Data provided START
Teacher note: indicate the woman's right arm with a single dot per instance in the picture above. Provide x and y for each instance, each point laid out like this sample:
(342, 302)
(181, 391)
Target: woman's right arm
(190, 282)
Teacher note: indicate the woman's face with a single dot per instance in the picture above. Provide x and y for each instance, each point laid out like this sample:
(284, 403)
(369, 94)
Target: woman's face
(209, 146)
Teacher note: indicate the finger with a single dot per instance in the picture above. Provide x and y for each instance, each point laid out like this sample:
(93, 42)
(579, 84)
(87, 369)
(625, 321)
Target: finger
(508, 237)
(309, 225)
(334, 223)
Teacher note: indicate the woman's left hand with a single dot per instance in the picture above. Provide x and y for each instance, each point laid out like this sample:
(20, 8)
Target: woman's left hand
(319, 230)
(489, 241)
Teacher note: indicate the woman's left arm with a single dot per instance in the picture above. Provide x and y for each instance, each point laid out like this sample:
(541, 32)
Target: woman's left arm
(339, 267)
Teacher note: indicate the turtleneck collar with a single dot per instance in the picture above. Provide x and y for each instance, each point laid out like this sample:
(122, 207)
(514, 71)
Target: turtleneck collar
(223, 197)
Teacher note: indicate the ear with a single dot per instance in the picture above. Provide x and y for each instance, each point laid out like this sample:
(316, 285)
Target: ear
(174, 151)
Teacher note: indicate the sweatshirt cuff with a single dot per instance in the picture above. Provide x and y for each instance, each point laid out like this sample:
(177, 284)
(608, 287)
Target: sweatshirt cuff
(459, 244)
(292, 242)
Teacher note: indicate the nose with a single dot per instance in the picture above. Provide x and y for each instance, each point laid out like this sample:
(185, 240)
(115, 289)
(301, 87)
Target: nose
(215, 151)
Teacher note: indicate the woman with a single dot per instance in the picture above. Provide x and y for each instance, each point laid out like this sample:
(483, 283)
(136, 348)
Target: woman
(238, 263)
Data provided END
Take the lines above from the one holding "Teacher note: indicate the ear" to the last and output them exactly.

• **Exercise result**:
Teacher note: indicate the ear with a single dot per instance in the picture above. Provide x and y for each instance, each point laid out like this sample:
(316, 285)
Target: ear
(174, 151)
Teacher note: indicate the sweatshirt cuff with a single dot per instance in the picture above. Provide x and y for each instance, each point laid out like this sample:
(177, 284)
(608, 287)
Target: sweatshirt cuff
(459, 244)
(292, 242)
Teacher note: indicate the nose with a single dot per instance in the picture above. Provide x and y for each instance, each point laid out like this sample:
(185, 240)
(115, 289)
(301, 87)
Target: nose
(215, 151)
Teacher note: indicate the woman with a single dot per instance in the picture above. Provide x and y for each instance, each point laid out like this sample:
(483, 283)
(136, 348)
Target: woman
(238, 263)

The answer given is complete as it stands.